TEXT SEGMENT:

Personally, I never understood why people use + modifiers.
Of course it is easy to simply add a number to the rolled dice. But it makes the game balance hard to get if you don't do your math.

I wonder if any one has ever thought of the impact that a modifier can have? To have a good view at this, I post here the several results of only D6.

Of course you could say that the number of wins increases slower and slower. But then I say that you need to look at the chance to loose as well. That one actually goes faster and faster. Once 0 loss is reached, the win chance is actually relatively "infinite".

I always divide the win chance with the loss chance. Because I think that that is the true strength of a die in battle.

When 1 versus 1 die is rolled and the winner is the die that has rolled the highest number (equal is a tie).

RECORDS SHOWN:

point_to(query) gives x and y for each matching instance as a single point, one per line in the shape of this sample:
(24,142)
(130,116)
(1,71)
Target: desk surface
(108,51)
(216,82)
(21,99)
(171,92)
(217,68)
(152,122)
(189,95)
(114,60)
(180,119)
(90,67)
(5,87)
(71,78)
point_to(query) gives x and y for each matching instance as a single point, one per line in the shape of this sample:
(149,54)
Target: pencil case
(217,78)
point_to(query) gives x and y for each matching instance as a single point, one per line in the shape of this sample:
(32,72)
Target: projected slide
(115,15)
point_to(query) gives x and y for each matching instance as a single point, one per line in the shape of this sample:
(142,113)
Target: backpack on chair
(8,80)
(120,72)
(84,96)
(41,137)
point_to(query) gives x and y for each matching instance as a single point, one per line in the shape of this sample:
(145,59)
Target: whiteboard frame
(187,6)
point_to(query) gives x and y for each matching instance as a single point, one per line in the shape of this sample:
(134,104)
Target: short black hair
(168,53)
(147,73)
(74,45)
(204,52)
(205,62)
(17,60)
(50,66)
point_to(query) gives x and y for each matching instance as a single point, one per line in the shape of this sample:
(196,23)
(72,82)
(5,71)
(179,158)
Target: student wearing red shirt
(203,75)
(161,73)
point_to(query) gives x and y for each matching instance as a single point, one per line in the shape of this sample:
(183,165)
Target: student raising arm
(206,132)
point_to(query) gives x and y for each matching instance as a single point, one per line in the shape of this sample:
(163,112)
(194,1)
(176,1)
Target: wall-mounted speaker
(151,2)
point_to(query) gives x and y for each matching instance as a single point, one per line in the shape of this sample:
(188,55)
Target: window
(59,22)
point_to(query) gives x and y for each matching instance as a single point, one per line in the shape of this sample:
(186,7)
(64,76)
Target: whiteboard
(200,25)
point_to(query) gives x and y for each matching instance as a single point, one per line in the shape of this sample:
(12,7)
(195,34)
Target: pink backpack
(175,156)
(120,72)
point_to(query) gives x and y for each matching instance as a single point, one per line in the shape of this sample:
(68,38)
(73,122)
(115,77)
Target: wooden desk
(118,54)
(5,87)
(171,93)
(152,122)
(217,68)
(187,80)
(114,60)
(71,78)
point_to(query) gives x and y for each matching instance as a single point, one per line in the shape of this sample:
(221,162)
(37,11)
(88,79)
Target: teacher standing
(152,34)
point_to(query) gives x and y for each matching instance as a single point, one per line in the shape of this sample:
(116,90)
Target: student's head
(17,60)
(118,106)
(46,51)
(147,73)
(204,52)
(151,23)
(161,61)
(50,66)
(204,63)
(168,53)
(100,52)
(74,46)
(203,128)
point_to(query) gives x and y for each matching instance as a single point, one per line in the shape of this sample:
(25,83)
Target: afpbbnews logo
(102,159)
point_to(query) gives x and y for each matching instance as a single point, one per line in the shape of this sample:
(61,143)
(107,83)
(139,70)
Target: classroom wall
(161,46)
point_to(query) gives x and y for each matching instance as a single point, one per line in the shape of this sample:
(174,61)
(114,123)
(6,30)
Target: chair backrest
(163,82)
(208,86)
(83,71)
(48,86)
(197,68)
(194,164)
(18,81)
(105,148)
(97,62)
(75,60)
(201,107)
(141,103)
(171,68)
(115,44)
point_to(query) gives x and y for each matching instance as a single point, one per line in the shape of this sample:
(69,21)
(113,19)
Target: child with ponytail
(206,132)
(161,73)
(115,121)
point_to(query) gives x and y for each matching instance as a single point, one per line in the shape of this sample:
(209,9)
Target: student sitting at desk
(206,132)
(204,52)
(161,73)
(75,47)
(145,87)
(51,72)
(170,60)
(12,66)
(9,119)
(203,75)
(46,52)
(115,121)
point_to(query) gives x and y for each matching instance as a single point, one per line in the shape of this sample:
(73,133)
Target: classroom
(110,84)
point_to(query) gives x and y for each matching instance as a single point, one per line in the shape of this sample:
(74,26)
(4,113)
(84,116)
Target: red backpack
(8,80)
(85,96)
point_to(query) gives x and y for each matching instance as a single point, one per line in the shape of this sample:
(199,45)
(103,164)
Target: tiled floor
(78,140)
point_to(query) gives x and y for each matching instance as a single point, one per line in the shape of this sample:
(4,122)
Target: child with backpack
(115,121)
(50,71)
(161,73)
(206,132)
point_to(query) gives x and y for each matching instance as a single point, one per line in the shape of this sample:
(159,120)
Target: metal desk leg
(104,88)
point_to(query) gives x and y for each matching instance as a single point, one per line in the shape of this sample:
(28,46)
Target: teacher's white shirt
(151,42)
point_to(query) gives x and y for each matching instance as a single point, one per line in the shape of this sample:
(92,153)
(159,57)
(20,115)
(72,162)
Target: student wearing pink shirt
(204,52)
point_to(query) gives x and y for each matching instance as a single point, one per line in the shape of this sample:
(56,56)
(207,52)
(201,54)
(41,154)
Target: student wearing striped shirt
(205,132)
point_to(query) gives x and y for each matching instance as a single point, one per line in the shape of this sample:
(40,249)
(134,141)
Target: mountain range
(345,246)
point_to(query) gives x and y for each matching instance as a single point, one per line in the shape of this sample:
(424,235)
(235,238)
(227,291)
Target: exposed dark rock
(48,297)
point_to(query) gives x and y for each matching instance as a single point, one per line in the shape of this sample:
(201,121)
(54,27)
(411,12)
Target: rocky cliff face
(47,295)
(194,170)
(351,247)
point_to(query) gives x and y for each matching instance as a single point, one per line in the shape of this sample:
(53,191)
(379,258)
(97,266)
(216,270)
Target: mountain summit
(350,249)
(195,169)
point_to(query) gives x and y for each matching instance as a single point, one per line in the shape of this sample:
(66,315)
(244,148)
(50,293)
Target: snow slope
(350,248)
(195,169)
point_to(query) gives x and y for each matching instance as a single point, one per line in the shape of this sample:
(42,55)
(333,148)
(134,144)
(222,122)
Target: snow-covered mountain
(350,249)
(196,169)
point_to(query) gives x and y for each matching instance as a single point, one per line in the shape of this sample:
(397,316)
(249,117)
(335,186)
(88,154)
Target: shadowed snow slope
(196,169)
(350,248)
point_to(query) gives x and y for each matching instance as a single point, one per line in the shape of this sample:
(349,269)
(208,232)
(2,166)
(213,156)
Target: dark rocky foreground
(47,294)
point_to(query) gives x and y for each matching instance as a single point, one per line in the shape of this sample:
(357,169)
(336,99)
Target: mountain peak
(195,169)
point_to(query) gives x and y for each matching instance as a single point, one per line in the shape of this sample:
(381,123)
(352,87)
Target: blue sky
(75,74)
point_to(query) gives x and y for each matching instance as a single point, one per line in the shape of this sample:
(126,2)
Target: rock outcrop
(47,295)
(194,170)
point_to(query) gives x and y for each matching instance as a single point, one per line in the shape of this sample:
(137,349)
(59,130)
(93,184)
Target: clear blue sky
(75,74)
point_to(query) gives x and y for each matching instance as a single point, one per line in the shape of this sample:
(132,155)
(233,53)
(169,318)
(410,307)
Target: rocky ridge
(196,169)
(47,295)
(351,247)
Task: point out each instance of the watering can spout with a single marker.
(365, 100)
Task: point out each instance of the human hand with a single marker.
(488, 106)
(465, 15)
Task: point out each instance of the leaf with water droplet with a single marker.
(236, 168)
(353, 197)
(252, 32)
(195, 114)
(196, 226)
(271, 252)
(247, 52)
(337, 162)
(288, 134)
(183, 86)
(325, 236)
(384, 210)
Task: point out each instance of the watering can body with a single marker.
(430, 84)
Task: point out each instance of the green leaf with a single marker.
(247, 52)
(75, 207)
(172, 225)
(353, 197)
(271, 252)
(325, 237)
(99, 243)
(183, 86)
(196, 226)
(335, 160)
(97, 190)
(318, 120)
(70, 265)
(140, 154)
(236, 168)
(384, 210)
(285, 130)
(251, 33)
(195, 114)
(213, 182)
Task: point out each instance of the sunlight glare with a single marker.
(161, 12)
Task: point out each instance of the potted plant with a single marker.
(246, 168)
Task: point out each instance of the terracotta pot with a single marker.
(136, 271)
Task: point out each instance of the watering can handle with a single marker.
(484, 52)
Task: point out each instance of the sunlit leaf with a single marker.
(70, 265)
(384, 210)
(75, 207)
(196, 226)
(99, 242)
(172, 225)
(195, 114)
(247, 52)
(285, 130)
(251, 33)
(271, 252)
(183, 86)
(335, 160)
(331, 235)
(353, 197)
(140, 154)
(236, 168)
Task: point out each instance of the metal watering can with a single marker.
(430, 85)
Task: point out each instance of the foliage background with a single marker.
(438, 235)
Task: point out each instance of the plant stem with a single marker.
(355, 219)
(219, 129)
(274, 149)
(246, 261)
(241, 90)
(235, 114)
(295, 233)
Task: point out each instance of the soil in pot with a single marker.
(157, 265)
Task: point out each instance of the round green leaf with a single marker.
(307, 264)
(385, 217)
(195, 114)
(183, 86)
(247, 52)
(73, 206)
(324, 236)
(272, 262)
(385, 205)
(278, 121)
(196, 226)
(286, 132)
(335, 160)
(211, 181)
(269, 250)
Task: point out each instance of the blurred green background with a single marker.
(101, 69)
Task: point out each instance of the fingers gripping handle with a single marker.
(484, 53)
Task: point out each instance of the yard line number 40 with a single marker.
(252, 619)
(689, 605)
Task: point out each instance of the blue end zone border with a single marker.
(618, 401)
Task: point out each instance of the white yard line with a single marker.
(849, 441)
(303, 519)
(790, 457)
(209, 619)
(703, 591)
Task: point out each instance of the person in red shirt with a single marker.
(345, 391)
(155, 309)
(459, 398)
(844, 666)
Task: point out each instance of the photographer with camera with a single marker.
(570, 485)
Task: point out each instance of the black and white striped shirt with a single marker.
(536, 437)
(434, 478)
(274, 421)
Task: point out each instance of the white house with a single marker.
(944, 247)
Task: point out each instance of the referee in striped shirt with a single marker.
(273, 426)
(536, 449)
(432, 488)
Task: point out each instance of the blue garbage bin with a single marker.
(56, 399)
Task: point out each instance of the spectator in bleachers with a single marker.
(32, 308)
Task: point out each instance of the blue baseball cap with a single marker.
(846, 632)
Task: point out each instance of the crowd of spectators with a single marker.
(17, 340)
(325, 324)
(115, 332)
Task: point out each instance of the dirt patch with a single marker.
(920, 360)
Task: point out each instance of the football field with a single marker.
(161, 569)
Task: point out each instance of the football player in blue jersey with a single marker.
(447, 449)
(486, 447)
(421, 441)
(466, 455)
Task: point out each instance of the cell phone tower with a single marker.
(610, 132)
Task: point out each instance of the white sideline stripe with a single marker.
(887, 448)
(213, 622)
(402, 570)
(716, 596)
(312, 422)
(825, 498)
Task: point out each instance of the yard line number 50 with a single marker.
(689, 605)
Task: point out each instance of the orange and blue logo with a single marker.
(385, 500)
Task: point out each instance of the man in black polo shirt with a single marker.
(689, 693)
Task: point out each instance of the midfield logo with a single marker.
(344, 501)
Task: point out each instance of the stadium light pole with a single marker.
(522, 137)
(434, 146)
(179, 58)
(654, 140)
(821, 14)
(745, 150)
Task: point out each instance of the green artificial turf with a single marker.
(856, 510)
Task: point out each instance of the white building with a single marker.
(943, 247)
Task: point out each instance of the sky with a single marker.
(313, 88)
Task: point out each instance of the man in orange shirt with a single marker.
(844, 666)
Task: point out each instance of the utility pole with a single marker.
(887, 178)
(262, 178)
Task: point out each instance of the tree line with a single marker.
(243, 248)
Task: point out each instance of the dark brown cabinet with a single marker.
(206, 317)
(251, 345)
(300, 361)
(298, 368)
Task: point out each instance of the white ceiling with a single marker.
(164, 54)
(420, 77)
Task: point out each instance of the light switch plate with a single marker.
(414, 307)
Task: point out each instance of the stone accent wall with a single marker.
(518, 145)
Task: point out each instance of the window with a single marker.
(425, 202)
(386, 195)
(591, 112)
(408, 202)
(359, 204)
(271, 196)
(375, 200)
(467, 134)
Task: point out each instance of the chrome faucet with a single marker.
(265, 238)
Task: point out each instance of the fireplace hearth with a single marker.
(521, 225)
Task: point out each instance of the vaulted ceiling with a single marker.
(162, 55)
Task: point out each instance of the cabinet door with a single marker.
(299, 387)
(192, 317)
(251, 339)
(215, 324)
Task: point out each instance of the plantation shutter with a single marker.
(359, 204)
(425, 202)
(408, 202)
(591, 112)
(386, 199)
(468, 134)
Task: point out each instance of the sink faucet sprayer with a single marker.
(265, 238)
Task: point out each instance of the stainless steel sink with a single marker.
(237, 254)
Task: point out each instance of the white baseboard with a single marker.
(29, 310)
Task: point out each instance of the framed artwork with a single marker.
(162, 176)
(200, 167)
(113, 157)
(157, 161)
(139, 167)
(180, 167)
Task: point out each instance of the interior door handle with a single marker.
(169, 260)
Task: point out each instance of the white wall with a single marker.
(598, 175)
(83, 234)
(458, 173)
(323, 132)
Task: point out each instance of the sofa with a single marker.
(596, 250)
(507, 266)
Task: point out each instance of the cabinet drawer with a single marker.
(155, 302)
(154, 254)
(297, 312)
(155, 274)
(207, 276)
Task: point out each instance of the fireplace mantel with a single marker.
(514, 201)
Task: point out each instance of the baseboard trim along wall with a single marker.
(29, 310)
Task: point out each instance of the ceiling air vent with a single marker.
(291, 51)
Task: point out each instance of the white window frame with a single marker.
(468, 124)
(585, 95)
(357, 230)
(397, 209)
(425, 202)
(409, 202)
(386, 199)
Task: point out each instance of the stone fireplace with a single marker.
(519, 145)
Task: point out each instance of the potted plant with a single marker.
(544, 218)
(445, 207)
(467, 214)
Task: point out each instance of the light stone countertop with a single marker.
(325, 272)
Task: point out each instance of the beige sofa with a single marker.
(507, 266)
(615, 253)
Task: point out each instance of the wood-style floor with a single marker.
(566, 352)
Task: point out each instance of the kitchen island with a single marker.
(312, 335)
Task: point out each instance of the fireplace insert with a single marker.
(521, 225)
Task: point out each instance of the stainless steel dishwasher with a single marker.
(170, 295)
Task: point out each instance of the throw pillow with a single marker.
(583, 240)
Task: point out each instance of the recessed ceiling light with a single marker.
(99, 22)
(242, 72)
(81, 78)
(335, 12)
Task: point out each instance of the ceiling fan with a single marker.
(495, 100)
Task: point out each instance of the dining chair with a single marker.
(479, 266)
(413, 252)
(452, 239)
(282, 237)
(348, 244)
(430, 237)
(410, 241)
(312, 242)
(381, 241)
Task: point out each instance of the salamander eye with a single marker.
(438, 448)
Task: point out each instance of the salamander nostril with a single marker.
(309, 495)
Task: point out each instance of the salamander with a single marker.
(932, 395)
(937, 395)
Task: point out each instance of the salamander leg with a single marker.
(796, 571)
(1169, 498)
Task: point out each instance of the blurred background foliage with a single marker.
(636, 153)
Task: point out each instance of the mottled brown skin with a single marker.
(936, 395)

EXERCISE SET:
(a) Name each outcome of a die contest that the post on dice modifiers mentions.
(b) Reproduce word for word everything in the post on dice modifiers from "I always divide" down to "(equal is a tie).".
(c) Write the next part of the post on dice modifiers, starting after its last sentence.

THE RESULTS:
(a) win, loss, tie

(b)
I always divide the win chance with the loss chance. Because I think that that is the true strength of a die in battle.

When 1 versus 1 die is rolled and the winner is the die that has rolled the highest number (equal is a tie).

(c)
Then the results are:

D6 gives 36 possible results each roll:
+0 modifier: 15 win, 6 ties, 15 loss
+1 modifier: 21 win, 5 ties, 10 loss
+2 modifier: 26 win, 4 ties, 6 loss
+3 modifier: 30 win, 3 ties, 3 loss
+4 modifier: 33 win, 2 ties, 1 loss
+5 modifier: 35 win, 1 tie , 0 loss
+6 modifier: 36 win, 0 ties, 0 loss

When ties don't count as success or fail, the win factors are:
+0 modifier: 1
+1 modifier: 2.1
+2 modifier: 4.333
+3 modifier: 10
+4 modifier: 33
+5 modifier: infinite
+6 modifier: infinite

When ties do count as success, but not fail;
+0 modifier: 1.4
+1 modifier: 2.6
+2 modifier: 5
+3 modifier: 11
+4 modifier: 35
+5 modifier: infinite
+6 modifier: infinite

When ties don't count as success, but do as fail;
+0 modifier: 0.714
+1 modifier: 1.4
+2 modifier: 2.6
+3 modifier: 5
+4 modifier: 11
+5 modifier: 35
+6 modifier: infinite

I hope this gives a better understanding of the basics.
If you want, I could post for the other dice as well.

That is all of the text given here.